> _Entries shown_:
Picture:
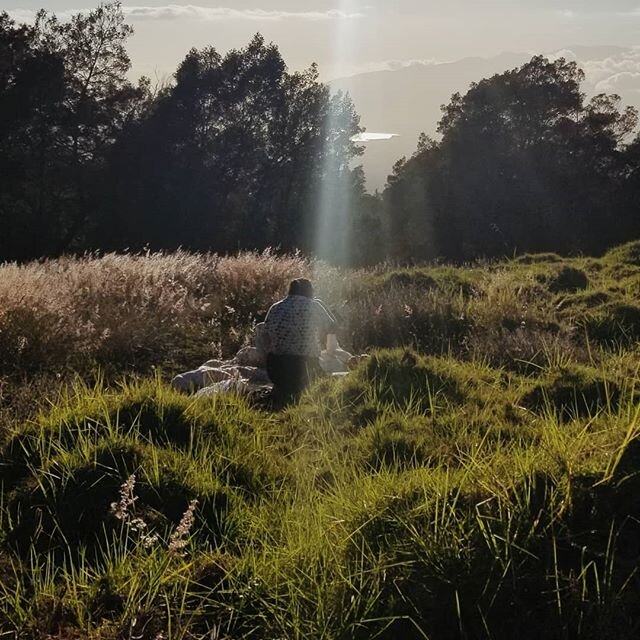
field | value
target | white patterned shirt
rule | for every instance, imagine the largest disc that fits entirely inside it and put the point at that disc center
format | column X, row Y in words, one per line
column 294, row 324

> _Your goal_: Put every line of the rows above into a numbered list, skipping blank lines and leaving out the pictures.

> _Expected output_:
1. Picture:
2. field | value
3. target | white patterned shirt
4. rule | for every instance, imagine the largest disc that fits entirely inside it and put the point at that disc center
5. format | column X, row Y in words, one per line
6. column 294, row 324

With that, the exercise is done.